| TO-DO ITEM |
Write all of the entries again. Keep them exactly as they are.

Records from a dataset:
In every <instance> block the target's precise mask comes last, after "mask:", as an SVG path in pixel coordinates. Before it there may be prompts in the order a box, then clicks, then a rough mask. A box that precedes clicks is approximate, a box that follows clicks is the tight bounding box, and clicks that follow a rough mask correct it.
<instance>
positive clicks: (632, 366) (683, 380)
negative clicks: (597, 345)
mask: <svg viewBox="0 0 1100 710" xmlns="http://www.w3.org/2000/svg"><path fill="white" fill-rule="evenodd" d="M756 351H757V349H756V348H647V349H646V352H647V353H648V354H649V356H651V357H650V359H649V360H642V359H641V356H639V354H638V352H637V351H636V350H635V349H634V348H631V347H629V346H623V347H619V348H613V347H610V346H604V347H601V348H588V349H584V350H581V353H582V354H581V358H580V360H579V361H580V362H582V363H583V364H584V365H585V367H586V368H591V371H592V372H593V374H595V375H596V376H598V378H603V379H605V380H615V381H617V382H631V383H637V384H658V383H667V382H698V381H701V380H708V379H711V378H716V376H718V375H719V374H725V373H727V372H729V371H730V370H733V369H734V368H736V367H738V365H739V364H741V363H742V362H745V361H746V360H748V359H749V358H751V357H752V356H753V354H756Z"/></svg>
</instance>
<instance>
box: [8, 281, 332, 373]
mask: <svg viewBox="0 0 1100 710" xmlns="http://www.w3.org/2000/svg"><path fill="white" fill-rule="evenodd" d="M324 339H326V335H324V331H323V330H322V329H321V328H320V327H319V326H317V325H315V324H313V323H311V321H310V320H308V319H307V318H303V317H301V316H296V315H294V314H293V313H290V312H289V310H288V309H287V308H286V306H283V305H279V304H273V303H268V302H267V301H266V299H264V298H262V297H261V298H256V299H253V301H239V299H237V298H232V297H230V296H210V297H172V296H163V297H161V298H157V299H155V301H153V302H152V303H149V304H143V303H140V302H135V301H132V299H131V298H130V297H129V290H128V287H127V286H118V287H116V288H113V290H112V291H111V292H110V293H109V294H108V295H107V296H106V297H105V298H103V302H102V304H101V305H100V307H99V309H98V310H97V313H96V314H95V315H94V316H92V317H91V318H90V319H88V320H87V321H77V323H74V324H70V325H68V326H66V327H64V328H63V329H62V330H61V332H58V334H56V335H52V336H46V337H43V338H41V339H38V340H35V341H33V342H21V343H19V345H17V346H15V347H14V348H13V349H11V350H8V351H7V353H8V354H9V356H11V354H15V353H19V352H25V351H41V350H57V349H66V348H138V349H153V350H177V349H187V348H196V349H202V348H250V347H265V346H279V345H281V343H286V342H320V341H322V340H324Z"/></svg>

| OUTPUT BELOW |
In every <instance> block the target's precise mask comes last, after "mask:", as an SVG path in pixel coordinates. Before it there may be prompts in the order a box, then clicks, then a rough mask. A box that precedes clicks is approximate, a box that follows clicks is the tight bounding box, and clicks that follow a rough mask correct it.
<instance>
positive clicks: (632, 366) (683, 380)
negative clicks: (597, 345)
mask: <svg viewBox="0 0 1100 710" xmlns="http://www.w3.org/2000/svg"><path fill="white" fill-rule="evenodd" d="M756 351H757V349H756V348H647V349H646V352H647V353H648V354H649V356H651V357H650V359H649V360H642V359H641V356H639V354H638V352H637V351H636V350H635V349H634V348H631V347H629V346H623V347H619V348H613V347H610V346H604V347H601V348H588V349H584V350H581V353H582V354H581V358H580V360H579V361H580V362H582V363H583V364H584V365H585V367H586V368H591V371H592V372H593V374H595V375H596V376H598V378H603V379H605V380H615V381H617V382H631V383H637V384H658V383H667V382H698V381H701V380H708V379H711V378H716V376H718V375H719V374H725V373H727V372H729V371H730V370H733V369H734V368H736V367H738V365H739V364H741V363H742V362H745V361H746V360H748V359H749V358H751V357H752V356H753V354H756Z"/></svg>
</instance>
<instance>
box: [8, 281, 332, 373]
mask: <svg viewBox="0 0 1100 710" xmlns="http://www.w3.org/2000/svg"><path fill="white" fill-rule="evenodd" d="M324 339H326V335H324V331H323V330H322V329H321V328H320V327H319V326H317V325H315V324H313V323H311V321H310V320H308V319H307V318H303V317H301V316H296V315H294V314H293V313H290V312H289V310H288V309H287V308H286V306H283V305H279V304H273V303H268V302H267V301H266V299H264V298H262V297H261V298H256V299H253V301H239V299H237V298H232V297H230V296H210V297H172V296H163V297H161V298H157V299H155V301H153V302H152V303H149V304H143V303H140V302H135V301H132V299H131V298H130V297H129V290H128V287H127V286H118V287H116V288H113V290H112V291H111V292H110V293H109V294H108V295H107V296H106V297H105V298H103V302H102V304H101V305H100V307H99V309H98V310H97V313H96V314H95V315H94V316H92V317H91V318H90V319H88V320H87V321H77V323H74V324H70V325H68V326H66V327H64V328H63V329H62V330H61V332H58V334H56V335H52V336H46V337H43V338H41V339H38V340H35V341H33V342H21V343H19V345H17V346H15V347H14V348H13V349H11V350H8V351H7V353H8V354H9V356H11V354H15V353H19V352H25V351H41V350H57V349H66V348H138V349H153V350H177V349H187V348H196V349H202V348H250V347H265V346H279V345H281V343H286V342H320V341H322V340H324Z"/></svg>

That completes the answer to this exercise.